**SUPPLIED PASSAGE:**
——————————

James Cox Chambers (born 1956/57) is an American billionaire heir, renewable energy businessman, biodynamic farmer, and filmmaker. As of May 2022, his net worth was estimated at US$4.7 billion

Early life
Chambers is the son of Anne Cox Chambers the former US Ambassador to Belgium, and the grandson of newspaper publisher, three-time Governor of Ohio, and 1920 Democratic nominee for President James M. Cox. He has two half-sisters from his mother's first marriage, Katharine Ann Johnson and Margaretta Johnson. He graduated from Bard College in 1982.

Career
Chambers is a renewable energy businessman, biodynamic farmer, and filmmaker. Chambers is a co-owner of the Atlanta Hawks, publisher of the Atlanta Constitution, and Atlanta Journal newspapers. Chambers also resides on the Board of Trustees of Bard College as Chair and is on the board of directors for the Communities in Schools. Chambers appeared in the 1984 film Alphabet City.

——————————

**PROBLEM 1:**
Print the records verbatim, everything from their first line down to the line containing "left=199, top=213, right=254, bottom=230", with both ends included.

——————————

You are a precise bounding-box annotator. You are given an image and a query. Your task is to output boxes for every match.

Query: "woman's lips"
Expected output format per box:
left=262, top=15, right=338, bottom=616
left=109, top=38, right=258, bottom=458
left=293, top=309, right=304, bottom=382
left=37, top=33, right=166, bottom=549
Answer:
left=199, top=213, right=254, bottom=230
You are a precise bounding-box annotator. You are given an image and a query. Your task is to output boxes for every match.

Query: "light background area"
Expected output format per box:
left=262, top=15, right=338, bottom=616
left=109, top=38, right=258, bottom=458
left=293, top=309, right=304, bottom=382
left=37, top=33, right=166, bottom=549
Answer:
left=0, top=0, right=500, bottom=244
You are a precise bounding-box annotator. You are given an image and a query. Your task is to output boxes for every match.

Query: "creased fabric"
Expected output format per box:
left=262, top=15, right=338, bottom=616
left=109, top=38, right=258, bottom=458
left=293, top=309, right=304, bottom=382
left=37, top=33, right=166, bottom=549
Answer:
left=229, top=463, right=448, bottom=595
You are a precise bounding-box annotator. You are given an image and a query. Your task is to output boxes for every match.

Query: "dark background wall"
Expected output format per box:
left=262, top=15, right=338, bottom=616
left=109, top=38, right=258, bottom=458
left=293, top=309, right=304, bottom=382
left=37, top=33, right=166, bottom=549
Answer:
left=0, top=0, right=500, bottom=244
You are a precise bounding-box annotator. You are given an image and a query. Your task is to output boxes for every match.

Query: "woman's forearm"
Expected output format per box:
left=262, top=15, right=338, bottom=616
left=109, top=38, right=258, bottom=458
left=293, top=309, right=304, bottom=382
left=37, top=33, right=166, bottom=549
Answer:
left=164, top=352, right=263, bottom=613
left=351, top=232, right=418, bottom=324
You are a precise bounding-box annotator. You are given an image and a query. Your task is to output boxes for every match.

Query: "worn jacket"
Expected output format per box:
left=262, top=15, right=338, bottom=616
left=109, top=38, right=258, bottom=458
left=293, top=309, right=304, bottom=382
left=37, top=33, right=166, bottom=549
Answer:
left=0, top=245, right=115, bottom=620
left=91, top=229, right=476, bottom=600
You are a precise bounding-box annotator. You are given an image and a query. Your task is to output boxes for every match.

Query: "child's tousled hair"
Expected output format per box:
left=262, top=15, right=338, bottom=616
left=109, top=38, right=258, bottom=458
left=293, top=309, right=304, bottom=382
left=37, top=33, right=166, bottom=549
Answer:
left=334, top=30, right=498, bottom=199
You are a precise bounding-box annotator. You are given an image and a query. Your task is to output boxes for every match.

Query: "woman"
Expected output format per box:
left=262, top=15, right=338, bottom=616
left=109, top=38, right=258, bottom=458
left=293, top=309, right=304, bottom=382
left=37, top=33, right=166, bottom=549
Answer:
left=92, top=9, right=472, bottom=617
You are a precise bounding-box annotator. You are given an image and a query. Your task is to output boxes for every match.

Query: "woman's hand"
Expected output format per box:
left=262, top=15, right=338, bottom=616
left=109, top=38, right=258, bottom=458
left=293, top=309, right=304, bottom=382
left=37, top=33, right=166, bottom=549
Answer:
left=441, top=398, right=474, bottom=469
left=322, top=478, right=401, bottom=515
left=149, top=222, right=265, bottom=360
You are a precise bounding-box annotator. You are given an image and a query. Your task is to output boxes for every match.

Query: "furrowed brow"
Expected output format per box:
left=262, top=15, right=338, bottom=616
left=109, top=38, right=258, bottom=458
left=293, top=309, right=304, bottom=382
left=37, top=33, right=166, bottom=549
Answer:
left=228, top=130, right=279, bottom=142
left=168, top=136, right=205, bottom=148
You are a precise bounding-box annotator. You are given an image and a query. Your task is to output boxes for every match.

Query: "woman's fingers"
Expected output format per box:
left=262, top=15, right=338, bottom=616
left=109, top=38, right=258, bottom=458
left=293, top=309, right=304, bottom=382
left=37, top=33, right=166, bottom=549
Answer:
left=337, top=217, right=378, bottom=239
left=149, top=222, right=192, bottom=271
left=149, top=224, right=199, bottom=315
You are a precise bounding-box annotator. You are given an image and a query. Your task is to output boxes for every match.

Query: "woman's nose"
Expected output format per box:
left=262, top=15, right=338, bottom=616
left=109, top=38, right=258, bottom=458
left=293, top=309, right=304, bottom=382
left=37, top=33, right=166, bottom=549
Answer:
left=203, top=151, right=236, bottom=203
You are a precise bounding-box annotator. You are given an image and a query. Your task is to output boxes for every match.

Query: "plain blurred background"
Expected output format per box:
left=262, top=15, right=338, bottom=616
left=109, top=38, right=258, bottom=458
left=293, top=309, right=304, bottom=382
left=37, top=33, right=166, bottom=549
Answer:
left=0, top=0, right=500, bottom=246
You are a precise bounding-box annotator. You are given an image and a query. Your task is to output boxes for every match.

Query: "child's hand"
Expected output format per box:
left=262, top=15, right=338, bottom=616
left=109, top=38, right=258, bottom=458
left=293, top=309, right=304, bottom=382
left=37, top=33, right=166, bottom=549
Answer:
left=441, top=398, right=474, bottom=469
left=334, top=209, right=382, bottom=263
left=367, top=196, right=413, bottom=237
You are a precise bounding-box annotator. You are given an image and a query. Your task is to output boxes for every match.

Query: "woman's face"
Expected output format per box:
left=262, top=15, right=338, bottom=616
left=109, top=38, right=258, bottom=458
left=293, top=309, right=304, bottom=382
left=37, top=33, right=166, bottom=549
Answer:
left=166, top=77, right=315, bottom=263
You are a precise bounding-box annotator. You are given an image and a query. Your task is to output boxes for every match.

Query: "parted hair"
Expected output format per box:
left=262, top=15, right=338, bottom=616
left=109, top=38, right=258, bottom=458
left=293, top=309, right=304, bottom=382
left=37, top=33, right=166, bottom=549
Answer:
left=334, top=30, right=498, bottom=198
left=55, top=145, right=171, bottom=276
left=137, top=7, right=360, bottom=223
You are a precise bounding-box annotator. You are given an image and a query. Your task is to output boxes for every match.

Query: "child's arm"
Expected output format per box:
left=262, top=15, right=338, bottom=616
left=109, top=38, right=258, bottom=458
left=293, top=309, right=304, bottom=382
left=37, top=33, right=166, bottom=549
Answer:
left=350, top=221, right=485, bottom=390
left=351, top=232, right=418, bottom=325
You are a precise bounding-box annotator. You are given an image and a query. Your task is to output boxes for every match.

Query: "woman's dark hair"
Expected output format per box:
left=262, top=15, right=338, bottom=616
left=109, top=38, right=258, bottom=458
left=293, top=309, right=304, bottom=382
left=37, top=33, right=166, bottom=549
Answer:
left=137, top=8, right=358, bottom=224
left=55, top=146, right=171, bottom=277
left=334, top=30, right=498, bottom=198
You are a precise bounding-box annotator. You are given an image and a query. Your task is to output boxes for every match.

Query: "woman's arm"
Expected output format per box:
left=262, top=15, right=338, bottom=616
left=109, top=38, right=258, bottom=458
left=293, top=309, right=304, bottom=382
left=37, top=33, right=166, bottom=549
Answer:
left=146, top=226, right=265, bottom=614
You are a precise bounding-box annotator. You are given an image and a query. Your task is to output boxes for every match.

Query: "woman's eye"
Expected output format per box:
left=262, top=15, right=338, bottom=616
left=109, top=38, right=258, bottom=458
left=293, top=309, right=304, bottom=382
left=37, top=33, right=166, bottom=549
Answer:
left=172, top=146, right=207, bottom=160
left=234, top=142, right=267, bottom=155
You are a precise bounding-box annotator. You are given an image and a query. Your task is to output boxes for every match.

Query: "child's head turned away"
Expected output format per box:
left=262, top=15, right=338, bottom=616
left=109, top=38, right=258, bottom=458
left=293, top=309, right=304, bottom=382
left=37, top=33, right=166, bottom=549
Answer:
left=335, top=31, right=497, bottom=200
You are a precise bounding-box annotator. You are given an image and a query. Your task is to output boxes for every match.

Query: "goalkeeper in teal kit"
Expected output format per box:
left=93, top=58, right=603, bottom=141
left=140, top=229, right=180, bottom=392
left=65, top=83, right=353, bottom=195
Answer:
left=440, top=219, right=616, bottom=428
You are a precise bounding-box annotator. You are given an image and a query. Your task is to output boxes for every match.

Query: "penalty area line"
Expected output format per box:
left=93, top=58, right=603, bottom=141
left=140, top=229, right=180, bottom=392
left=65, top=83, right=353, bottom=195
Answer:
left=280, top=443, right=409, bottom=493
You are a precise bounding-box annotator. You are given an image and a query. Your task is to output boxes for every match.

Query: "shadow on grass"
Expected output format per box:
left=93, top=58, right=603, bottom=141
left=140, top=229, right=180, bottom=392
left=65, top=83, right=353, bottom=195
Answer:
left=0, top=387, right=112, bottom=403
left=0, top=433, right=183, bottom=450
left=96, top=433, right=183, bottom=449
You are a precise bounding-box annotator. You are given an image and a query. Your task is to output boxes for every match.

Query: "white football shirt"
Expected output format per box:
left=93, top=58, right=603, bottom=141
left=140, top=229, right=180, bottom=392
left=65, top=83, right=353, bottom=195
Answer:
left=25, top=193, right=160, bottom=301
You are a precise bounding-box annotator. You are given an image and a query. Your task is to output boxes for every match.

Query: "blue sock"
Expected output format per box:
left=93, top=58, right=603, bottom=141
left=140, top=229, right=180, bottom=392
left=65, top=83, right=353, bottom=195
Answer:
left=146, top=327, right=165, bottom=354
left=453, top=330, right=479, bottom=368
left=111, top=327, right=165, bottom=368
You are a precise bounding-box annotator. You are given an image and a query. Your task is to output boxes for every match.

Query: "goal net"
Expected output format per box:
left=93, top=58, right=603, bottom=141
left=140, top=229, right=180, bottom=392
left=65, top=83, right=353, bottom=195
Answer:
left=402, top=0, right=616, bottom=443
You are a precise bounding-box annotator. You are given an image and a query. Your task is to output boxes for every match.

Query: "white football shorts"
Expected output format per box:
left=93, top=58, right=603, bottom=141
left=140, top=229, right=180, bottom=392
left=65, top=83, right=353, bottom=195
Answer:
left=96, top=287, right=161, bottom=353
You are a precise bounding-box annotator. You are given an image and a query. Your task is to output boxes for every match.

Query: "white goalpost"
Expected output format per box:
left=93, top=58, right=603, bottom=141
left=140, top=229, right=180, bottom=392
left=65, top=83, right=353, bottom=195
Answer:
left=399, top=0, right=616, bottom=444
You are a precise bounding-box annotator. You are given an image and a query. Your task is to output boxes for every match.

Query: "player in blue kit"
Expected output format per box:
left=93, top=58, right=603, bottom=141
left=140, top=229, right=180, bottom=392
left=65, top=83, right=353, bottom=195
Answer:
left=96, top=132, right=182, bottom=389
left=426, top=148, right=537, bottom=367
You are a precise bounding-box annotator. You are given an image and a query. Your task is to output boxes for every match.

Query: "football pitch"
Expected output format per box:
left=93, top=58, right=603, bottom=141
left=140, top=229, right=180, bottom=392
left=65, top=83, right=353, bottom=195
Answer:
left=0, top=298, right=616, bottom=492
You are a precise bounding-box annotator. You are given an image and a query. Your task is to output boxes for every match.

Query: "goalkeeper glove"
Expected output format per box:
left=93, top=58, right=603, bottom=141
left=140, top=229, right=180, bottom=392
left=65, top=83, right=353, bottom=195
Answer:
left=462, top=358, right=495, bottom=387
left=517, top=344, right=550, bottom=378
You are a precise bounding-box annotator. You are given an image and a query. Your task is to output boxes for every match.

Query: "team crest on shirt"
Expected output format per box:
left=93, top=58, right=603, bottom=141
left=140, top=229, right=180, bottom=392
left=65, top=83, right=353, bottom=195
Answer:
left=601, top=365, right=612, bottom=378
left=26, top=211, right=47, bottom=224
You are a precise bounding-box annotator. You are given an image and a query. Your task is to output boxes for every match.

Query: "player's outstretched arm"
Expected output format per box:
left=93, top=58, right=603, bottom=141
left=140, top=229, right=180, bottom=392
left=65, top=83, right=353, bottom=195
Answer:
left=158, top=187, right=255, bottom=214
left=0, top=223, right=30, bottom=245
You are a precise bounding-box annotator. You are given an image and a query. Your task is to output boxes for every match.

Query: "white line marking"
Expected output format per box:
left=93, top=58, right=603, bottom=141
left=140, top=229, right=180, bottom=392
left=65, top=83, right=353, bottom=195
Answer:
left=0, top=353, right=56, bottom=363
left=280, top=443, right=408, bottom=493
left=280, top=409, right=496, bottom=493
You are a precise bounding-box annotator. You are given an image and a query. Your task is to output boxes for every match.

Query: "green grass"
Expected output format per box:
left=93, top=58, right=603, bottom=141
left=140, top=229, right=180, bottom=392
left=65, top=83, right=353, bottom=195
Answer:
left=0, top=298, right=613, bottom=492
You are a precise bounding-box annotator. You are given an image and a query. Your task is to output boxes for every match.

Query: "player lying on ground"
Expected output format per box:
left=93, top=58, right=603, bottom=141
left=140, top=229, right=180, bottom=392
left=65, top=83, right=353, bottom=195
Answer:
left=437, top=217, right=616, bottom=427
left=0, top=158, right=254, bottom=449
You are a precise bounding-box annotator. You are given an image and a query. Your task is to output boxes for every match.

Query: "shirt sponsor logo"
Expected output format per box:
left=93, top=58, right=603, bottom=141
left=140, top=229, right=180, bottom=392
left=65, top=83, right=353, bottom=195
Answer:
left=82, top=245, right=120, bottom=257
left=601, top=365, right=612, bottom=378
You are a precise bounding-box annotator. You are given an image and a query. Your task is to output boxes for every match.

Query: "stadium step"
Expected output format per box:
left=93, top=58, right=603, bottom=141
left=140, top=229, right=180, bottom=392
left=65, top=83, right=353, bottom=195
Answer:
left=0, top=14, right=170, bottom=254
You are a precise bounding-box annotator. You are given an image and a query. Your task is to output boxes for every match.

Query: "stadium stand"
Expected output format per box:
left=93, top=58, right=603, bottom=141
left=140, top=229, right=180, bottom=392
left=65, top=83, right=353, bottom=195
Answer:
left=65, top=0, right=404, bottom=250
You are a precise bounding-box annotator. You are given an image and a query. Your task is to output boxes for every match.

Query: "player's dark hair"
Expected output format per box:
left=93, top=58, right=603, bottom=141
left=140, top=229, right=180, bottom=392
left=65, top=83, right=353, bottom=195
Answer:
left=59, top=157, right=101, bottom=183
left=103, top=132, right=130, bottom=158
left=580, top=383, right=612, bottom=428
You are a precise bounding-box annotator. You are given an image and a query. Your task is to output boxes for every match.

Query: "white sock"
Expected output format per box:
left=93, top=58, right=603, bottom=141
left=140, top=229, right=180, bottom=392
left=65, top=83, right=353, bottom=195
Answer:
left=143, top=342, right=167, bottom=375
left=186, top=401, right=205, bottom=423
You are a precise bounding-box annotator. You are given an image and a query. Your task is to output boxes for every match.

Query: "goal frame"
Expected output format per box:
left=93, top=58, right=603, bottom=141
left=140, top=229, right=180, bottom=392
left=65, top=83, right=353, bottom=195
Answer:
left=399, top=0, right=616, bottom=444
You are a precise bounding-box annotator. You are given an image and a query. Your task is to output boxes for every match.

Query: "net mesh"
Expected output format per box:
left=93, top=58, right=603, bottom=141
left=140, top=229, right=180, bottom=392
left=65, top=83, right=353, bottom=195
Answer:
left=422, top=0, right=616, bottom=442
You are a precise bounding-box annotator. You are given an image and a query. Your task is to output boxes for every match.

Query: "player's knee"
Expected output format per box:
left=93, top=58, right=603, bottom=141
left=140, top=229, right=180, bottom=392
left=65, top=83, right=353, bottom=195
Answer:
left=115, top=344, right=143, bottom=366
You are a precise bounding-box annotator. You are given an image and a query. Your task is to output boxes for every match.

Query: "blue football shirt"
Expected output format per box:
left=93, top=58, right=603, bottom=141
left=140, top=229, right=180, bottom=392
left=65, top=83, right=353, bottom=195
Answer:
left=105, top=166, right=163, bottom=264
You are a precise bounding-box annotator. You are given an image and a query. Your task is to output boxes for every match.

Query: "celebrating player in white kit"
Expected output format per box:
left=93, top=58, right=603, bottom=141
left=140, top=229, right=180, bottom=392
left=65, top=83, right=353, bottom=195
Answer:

——————————

**PROBLEM 2:**
From the James Cox Chambers text, output everything from "James Cox Chambers" down to "College in 1982." word for word.

**EXERCISE ANSWER 1:**
You are a precise bounding-box annotator. You are given an image and a query. Your task is to output boxes for every match.

Query: "woman's lips"
Expected output format per box:
left=262, top=15, right=338, bottom=616
left=109, top=38, right=258, bottom=458
left=293, top=309, right=304, bottom=382
left=37, top=33, right=166, bottom=549
Answer:
left=199, top=213, right=254, bottom=230

**EXERCISE ANSWER 2:**
James Cox Chambers (born 1956/57) is an American billionaire heir, renewable energy businessman, biodynamic farmer, and filmmaker. As of May 2022, his net worth was estimated at US$4.7 billion

Early life
Chambers is the son of Anne Cox Chambers the former US Ambassador to Belgium, and the grandson of newspaper publisher, three-time Governor of Ohio, and 1920 Democratic nominee for President James M. Cox. He has two half-sisters from his mother's first marriage, Katharine Ann Johnson and Margaretta Johnson. He graduated from Bard College in 1982.